• Your goal: From the Eliad Moreh-Rosenberg biography below, reproduce the passage between "Born in Paris, Eliad" and "studies in 1999.", inclusive.
***** Article *****
Eliad Moreh-Rosenberg is an art curator living in Jerusalem. Since 2014, she is Yad Vashem’s Art Department Director and curator. 

Born in Paris, Eliad moved to Israel at the age of 18. She is the daughter of artist Mordecai Moreh and niece of scholar orientalist Prof. Shmuel Moreh, recipient of  Israel Prize in Middle Eastern studies in 1999.

Eliad received her B.A. in Art History and English Literature and her M.A. in Art History from the Hebrew University of Jerusalem. Between 1997 to 2002 she worked as a researcher at the Hebrew University’s Center for Jewish Art. 

On July 31, 2002, she survived fatal terror attack at the Hebrew University in Jerusalem. While she was having lunch with her friend David Diego Ladowski at the university’s Frank Sinatra cafeteria, a Hamas terrorist, who worked in the University, detonated a bomb that killed nine people, among them Ladowski (29), and wounded more than 85. Eliad’s stunning pictures from the scene and words were beamed across the world and she was interviewed in major international news outlets. 

After recovering from her wounds, Eliad participated in numerous delegations of victims of terrorism, including those organized by the Israeli Foreign Ministry to the European Union, the Hague and Greece. She met with European and American politicians and  high officials.  Additionally, she was invited on  a speaking tour in the Boston area, giving lectures at the universities of Brandeis, Wellesley College, Harvard and MIT. As a survivor of terror, Eliad believes that terrorism must be condemned and fought. Every effort must be done to promote education for tolerance and warrant the sanctity of life.
***** Collected data *****
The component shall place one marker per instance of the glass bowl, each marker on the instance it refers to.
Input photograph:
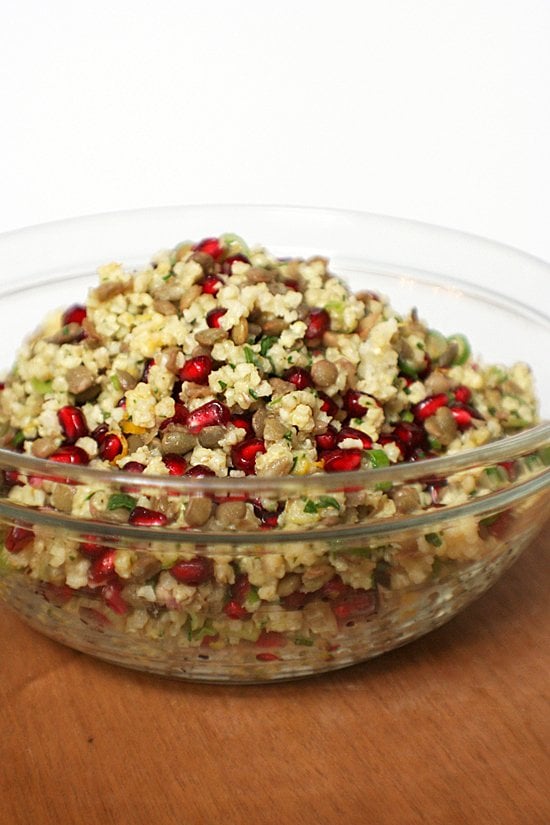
*****
• Written solution:
Born in Paris, Eliad moved to Israel at the age of 18. She is the daughter of artist Mordecai Moreh and niece of scholar orientalist Prof. Shmuel Moreh, recipient of  Israel Prize in Middle Eastern studies in 1999.